## DESCRIPTION OF THE TASK:
Restate the whole listing exactly.

------------------------

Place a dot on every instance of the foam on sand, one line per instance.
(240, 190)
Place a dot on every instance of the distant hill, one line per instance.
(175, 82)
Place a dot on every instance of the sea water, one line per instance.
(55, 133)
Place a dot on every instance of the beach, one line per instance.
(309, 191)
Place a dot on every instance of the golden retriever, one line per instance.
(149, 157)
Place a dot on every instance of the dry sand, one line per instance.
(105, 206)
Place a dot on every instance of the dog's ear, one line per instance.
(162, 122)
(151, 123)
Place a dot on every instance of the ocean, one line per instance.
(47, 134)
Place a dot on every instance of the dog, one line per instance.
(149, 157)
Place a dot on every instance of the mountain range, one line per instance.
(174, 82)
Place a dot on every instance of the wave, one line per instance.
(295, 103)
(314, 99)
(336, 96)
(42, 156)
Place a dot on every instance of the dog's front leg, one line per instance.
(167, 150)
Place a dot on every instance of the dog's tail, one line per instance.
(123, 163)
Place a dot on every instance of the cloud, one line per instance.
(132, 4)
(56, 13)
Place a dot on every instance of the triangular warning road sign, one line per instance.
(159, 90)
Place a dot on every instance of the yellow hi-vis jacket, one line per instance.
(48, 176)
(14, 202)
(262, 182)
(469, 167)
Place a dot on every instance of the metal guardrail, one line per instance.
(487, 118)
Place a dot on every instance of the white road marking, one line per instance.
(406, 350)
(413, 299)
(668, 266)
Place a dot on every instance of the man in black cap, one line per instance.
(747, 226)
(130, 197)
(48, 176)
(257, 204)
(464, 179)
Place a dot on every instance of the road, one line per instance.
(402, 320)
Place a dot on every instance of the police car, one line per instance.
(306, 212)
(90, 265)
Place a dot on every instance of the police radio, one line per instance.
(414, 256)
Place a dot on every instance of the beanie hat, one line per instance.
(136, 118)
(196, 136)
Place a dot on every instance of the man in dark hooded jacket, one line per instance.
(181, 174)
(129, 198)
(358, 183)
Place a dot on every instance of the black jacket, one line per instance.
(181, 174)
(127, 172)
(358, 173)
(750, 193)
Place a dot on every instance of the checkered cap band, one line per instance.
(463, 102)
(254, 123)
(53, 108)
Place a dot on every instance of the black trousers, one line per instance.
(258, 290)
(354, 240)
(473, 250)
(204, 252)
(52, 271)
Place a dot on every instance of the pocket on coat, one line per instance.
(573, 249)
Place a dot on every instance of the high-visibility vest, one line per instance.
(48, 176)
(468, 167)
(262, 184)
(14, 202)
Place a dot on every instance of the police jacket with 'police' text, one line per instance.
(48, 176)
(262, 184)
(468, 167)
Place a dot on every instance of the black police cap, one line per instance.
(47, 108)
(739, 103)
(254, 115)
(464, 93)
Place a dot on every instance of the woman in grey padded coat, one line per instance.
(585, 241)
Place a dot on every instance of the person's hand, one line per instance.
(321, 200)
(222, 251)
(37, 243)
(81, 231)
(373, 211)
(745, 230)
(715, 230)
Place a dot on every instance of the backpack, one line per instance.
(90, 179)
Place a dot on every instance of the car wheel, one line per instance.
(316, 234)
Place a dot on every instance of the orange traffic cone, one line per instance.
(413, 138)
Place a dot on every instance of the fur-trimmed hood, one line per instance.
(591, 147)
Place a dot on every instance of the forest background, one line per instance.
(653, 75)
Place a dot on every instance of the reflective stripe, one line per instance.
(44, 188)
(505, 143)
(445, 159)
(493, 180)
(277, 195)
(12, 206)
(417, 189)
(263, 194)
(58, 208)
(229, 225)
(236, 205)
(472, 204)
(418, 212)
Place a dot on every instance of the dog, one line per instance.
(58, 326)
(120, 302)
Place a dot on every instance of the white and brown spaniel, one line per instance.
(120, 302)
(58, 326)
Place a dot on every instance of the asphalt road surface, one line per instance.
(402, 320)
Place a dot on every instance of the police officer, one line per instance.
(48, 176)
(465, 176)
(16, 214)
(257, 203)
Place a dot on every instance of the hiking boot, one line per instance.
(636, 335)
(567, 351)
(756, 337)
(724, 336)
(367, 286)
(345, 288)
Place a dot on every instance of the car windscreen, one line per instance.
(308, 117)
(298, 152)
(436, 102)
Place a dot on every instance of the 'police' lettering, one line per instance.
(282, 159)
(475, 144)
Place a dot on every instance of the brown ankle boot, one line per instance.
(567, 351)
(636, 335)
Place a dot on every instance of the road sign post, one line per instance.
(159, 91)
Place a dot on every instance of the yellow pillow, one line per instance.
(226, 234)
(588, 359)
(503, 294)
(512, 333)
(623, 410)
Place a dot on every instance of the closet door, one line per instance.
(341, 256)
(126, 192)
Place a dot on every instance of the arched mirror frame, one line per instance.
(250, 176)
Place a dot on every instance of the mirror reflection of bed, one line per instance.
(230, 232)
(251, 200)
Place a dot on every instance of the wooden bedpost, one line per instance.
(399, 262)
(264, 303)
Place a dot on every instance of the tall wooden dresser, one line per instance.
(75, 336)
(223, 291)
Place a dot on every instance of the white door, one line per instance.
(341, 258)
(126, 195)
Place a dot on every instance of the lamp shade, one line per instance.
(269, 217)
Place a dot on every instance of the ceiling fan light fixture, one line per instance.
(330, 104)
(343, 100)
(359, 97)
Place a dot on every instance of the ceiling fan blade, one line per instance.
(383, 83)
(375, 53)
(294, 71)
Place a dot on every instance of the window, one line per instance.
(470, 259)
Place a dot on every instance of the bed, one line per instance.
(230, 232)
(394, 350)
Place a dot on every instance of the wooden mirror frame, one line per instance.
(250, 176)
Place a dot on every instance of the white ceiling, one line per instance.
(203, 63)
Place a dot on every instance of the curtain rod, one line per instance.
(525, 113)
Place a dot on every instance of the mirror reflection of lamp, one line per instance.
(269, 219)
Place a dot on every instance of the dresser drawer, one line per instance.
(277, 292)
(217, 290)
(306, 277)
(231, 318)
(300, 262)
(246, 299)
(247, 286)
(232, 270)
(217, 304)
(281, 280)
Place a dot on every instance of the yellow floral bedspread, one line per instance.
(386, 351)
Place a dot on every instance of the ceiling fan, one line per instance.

------------------------

## TASK ANSWER:
Place a dot on every instance of the foam on sand, one line per instance.
(240, 190)
Place a dot on every instance of the distant hill, one line per instance.
(175, 82)
Place a dot on every instance of the sea water, one line per instance.
(55, 133)
Place a dot on every instance of the beach, one line per instance.
(309, 191)
Place a dot on every instance of the golden retriever, one line per instance.
(149, 157)
Place a dot on every instance of the dry sand, one line per instance.
(105, 206)
Place a dot on every instance of the dog's ear, one line per instance.
(162, 122)
(151, 123)
Place a dot on every instance of the ocean, one line per instance.
(47, 134)
Place a dot on every instance of the dog, one line per instance.
(149, 157)
Place a dot on every instance of the mountain range, one line per instance.
(174, 82)
Place a dot on every instance of the wave, one line per instance.
(295, 103)
(314, 99)
(336, 96)
(42, 156)
Place a dot on every instance of the dog's front leg, one line per instance.
(167, 150)
Place a dot on every instance of the dog's tail, one line per instance.
(123, 163)
Place a dot on every instance of the cloud, one line per instance.
(132, 4)
(56, 13)
Place a dot on every instance of the triangular warning road sign, one line per instance.
(159, 90)
Place a dot on every instance of the yellow hi-vis jacket, one line per instance.
(48, 176)
(14, 202)
(262, 182)
(469, 167)
Place a dot on every instance of the metal guardrail, one line per instance.
(487, 118)
Place a dot on every instance of the white road marking, one line per instance.
(406, 350)
(413, 299)
(668, 266)
Place a dot on every instance of the man in black cap, one line per instance.
(747, 226)
(130, 197)
(48, 176)
(257, 204)
(464, 179)
Place a dot on every instance of the road, one line per instance.
(402, 320)
Place a dot on every instance of the police car, one line per instance.
(306, 212)
(90, 265)
Place a dot on every instance of the police radio, one line per instance.
(414, 256)
Place a dot on every instance of the beanie hat, one line per instance.
(136, 118)
(196, 136)
Place a dot on every instance of the man in dark hooded jacket, one line per instance.
(181, 174)
(129, 198)
(358, 183)
Place a dot on every instance of the black jacket, one line per instance.
(181, 174)
(127, 172)
(358, 173)
(750, 193)
Place a dot on every instance of the checkered cap band, one line per instance.
(463, 102)
(254, 123)
(53, 108)
Place a dot on every instance of the black trousers, one line per instance.
(258, 290)
(354, 240)
(473, 250)
(204, 252)
(52, 271)
Place a dot on every instance of the pocket on coat, one line per instance.
(573, 249)
Place a dot on every instance of the high-visibility vest, one line per instance.
(48, 176)
(468, 167)
(262, 184)
(14, 202)
Place a dot on every instance of the police jacket with 'police' text, one line per instance.
(48, 176)
(262, 184)
(468, 167)
Place a dot on every instance of the black police cap, one line per instance.
(47, 108)
(739, 103)
(254, 115)
(464, 93)
Place a dot on every instance of the woman in grey padded coat, one line per instance.
(585, 241)
Place a dot on every instance of the person's hand, one line per instance.
(321, 200)
(222, 251)
(37, 243)
(81, 231)
(373, 211)
(745, 230)
(715, 230)
Place a dot on every instance of the backpack, one line per instance.
(90, 179)
Place a dot on every instance of the car wheel, one line per instance.
(316, 234)
Place a dot on every instance of the orange traffic cone, one line per instance.
(413, 138)
Place a dot on every instance of the fur-trimmed hood, one line per instance.
(591, 147)
Place a dot on every instance of the forest background, one line per instance.
(653, 75)
Place a dot on every instance of the reflective stripe, one line per instance.
(44, 188)
(505, 143)
(445, 159)
(493, 180)
(277, 195)
(12, 206)
(417, 189)
(263, 194)
(58, 208)
(229, 225)
(236, 205)
(472, 204)
(418, 212)
Place a dot on every instance of the dog, one line per instance.
(58, 326)
(120, 302)
Place a dot on every instance of the white and brown spaniel, one line per instance.
(120, 302)
(58, 326)
Place a dot on every instance of the asphalt road surface, one line per instance.
(402, 320)
Place a dot on every instance of the police officer, one line per instance.
(48, 176)
(465, 176)
(16, 214)
(257, 203)
Place a dot on every instance of the hiking boot, one line per instance.
(636, 335)
(567, 351)
(756, 337)
(724, 336)
(367, 286)
(345, 288)
Place a dot on every instance of the car windscreen, one line per instance.
(308, 117)
(298, 152)
(436, 102)
Place a dot on every instance of the 'police' lettering, one line per instance.
(282, 159)
(475, 144)
Place a dot on every instance of the brown ankle boot, one line per instance.
(567, 351)
(636, 335)
Place a dot on every instance of the road sign post, one line per instance.
(159, 91)
Place a dot on every instance of the yellow pillow, one line per instance.
(226, 234)
(588, 359)
(503, 294)
(512, 333)
(623, 410)
Place a dot on every instance of the closet door, one line per instance.
(341, 256)
(126, 192)
Place a dot on every instance of the arched mirror frame, one line per instance.
(250, 176)
Place a dot on every instance of the mirror reflection of bed, one line per instance.
(230, 232)
(251, 200)
Place a dot on every instance of the wooden bedpost, one line per instance.
(399, 262)
(264, 303)
Place a dot on every instance of the tall wooden dresser, one line per instance.
(75, 336)
(223, 291)
Place a dot on every instance of the white door, one line per instance.
(341, 258)
(126, 195)
Place a dot on every instance of the lamp shade, one line per instance.
(269, 217)
Place a dot on every instance of the ceiling fan light fixture, one line per instance.
(330, 104)
(343, 100)
(359, 97)
Place a dot on every instance of the ceiling fan blade, one line per instance.
(383, 83)
(375, 53)
(294, 71)
Place a dot on every instance of the window, one line per instance.
(470, 259)
Place a dot on every instance of the bed, one line per instance.
(230, 232)
(394, 350)
Place a dot on every instance of the wooden mirror frame, one line per instance.
(250, 176)
Place a dot on every instance of the white ceiling, one line per instance.
(203, 63)
Place a dot on every instance of the curtain rod, one line per instance.
(525, 113)
Place a dot on every instance of the mirror reflection of lamp, one line per instance.
(269, 219)
Place a dot on every instance of the dresser drawer, one line per instance.
(277, 292)
(217, 290)
(306, 277)
(231, 318)
(300, 262)
(246, 299)
(247, 286)
(232, 270)
(217, 304)
(281, 280)
Place a dot on every instance of the yellow floral bedspread, one line per instance.
(386, 351)
Place a dot on every instance of the ceiling fan, one line per instance.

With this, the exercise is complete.